Excerpt to read
Shares of fitness equipment maker Peloton were trading sharply lower in pre markets today despite posting better-than-expected earnings. The company warned of supply constraints and that seems to be making markets apprehensive.
Peloton reported its fiscal first quarter 2021 earnings yesterday after the markets closed. Its revenues jumped 232% year on year to $757.9 million. The revenues were ahead of its guidance as well as analysts’ estimate of $748.1 million.
Peloton’s fiscal first quarter 2021 earnings
Looking at the breakdown of revenues, the Connected Fitness segment posted a 274% year over year rise in revenues. The segment’s revenues were $601.4 million in the quarter accounting for 79% of its total revenues. The company attributed strong Connected Fitness revenues to order backlog from the previous quarter and strong demand for its Bikes.
Peloton’s subscription revenues increased 133% year over year to $156.5 million in the fiscal first quarter. The company’s Connected Fitness subscribers increased 137% year over year to 1.33 million at the end of the fiscal first quarter.
Peloton beats earnings estimates
Peloton posted a net income of $69.3 million in the quarter, compared to a net loss of $49.8 million in the corresponding quarter last year. Its earnings per share of 20 cents were almost double the 11 cents analysts were expecting. Peloton had posted massive earnings beat in the previous quarter and its shares had spiked after that earnings release.
Shares fall despite earnings beat
However, this time, Peloton shares tumbled despite posting earnings beat. Furthermore, the company also raised its guidance. It expects to post revenues of $1 billion in the fiscal second quarter while analysts were expecting the metric at $939 million. It expects its Connected Fitness subscribers to rise to 1.63 million by the end of the quarter.
For the fiscal year 2021, Peloton expects to post revenues in excess of $3.9 billion and expects to close the year with more than 2.17 million Connected Fitness subscribers. It expects its gross profit margin to average 41% in the full year.

Records taken from a dataset
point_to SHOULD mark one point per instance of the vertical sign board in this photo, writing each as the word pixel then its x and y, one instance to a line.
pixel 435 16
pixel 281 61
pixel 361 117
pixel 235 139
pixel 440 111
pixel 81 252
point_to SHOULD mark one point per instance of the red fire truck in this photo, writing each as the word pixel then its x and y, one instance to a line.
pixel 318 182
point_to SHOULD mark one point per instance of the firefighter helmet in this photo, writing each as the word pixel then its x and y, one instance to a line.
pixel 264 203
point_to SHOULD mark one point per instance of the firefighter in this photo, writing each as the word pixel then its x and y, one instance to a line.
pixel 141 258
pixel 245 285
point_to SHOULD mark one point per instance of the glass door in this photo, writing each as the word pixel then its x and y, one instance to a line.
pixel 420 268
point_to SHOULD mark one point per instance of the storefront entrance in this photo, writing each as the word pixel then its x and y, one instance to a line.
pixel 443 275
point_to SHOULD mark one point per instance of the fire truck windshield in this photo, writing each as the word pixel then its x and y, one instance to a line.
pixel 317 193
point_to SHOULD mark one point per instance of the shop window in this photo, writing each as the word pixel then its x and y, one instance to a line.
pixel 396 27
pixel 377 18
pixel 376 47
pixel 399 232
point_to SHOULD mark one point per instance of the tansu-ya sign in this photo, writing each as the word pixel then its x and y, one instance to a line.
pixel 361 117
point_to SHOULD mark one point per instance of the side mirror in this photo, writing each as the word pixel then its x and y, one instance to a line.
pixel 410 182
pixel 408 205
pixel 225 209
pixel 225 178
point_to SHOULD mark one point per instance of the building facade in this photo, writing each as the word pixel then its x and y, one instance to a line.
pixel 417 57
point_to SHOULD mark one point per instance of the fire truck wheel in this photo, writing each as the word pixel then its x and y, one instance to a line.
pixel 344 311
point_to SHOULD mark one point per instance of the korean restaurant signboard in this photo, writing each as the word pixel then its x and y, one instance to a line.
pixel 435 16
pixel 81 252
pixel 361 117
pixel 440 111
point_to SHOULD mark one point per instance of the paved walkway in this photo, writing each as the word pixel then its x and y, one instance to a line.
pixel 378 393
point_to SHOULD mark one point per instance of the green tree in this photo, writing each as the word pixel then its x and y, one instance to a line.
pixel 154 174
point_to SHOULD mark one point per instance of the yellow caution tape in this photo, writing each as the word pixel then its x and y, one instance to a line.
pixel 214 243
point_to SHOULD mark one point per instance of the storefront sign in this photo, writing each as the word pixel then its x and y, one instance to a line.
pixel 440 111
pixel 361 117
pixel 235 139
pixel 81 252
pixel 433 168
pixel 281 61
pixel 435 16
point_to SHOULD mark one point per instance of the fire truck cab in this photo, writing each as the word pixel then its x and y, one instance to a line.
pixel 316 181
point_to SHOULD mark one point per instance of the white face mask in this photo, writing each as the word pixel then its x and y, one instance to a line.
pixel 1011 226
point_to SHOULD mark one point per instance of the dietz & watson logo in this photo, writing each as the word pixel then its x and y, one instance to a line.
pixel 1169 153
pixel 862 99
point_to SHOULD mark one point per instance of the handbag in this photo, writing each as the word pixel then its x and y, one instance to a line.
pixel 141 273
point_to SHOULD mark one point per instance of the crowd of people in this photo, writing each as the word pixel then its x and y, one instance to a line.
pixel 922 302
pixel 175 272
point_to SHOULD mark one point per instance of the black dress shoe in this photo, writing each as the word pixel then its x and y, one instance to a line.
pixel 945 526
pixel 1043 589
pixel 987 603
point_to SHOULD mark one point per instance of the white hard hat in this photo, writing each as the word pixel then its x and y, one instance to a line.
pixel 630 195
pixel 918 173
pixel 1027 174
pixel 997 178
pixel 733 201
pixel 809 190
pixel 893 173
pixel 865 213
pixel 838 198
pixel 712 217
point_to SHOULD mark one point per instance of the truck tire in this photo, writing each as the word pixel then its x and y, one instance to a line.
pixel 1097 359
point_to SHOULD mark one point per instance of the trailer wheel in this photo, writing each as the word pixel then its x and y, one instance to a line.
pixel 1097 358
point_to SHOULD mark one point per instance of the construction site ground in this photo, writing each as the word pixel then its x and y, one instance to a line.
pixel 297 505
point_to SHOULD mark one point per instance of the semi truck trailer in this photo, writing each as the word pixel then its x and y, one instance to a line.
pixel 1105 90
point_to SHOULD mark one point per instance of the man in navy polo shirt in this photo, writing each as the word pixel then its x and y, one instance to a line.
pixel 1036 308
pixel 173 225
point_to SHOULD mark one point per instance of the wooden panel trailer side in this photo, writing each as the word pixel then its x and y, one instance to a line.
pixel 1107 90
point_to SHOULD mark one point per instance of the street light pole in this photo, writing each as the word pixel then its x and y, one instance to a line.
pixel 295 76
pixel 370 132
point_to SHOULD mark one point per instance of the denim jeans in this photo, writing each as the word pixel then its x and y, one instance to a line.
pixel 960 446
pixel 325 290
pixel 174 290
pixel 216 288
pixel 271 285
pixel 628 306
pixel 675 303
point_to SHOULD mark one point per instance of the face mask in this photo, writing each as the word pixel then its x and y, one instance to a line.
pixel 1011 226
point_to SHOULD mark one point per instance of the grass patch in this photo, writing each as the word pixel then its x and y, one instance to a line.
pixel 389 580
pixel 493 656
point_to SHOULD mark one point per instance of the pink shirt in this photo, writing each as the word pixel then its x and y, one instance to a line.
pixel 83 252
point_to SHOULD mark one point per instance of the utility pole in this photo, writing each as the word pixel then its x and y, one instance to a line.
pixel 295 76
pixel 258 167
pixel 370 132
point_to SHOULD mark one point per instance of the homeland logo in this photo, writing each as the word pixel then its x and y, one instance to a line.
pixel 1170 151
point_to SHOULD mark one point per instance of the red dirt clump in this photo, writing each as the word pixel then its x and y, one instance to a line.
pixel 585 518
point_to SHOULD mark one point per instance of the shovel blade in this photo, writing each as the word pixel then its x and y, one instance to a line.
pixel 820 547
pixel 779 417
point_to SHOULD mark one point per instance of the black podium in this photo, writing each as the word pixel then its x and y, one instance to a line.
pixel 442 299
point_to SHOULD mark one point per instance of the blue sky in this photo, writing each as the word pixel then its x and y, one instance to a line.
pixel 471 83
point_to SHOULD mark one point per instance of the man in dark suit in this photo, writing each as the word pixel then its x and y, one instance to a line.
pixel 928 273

Task brief
Pick up the article on Peloton's fiscal first quarter 2021 earnings right after its last sentence and continue it.

Result of this task
Peloton points to supply constraints
While the earnings beat and higher guidance were positive, Peloton’s commentary on supply constraints in the “foreseeable future” dampened sentiments. “As we rapidly scale our organization to meet the extraordinary demand for our products, we realize that some of our members have faced extended delays associated with receiving our products or having support requests fulfilled,” said Peloton’s chief executive John Foley.
In September, Peloton had launched the new Bike+ and expects its new Peloton Tread would be available for purchase in the UK before the end of this year. It expects the new Tread to be available in Canadian and US markets early next year while Germany would get the product by the end of 2021 only.
Peloton ended the fiscal first quarter with strong liquidity of $2.0 billion with another $250 million available in revolving credit facilities. The strong financial position would help Peloton scale up its operations.
The company is a supply-constrained company which means that it can only sell as many products as it can sell. Electric vehicle makers Tesla and NIO are also supply-constrained and are increasing their production capacities. Tesla expects to sell around half a million cars this year, a new milestone for the Elon Musk run company. NIO also delivered over 5,000 electric cars in October, a new record for the Chinese electric vehicle maker.
Peloton is a benefactor of the stay at home trade
The so-called “stay-at-home” trade has lifted the shares prices of companies like Amazon, Zoom Video Communications, and Netflix this year. As consumer preferences have changed some companies have benefited at the expense of others.
Peloton has also been a benefactor from the change in consumer behaviour as more people are preferring to work out at homes instead of a gym. The recent introduction of lockdowns in several European countries would also help lift sales for Peloton products.
The company also acknowledged the fact and its chief financial officer Jill Woodworth said during the earnings call that “The recent spikes in Covid cases and newly imposed lockdowns in some of our markets have had a significant positive impact on sales.”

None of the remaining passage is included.